Could you reproduce the material below line for line, leaving the pictures out of your answer?

+++ Records

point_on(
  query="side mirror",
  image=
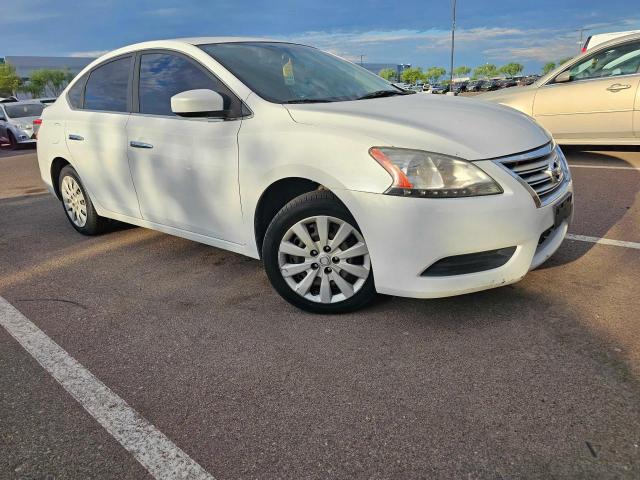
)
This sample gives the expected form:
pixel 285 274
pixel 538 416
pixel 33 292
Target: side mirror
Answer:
pixel 197 103
pixel 563 77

++++++

▸ Result of this exercise:
point_on(
  query="side mirror",
  image=
)
This sample gives the expected form:
pixel 285 274
pixel 538 416
pixel 33 292
Target: side mirror
Answer:
pixel 197 103
pixel 563 77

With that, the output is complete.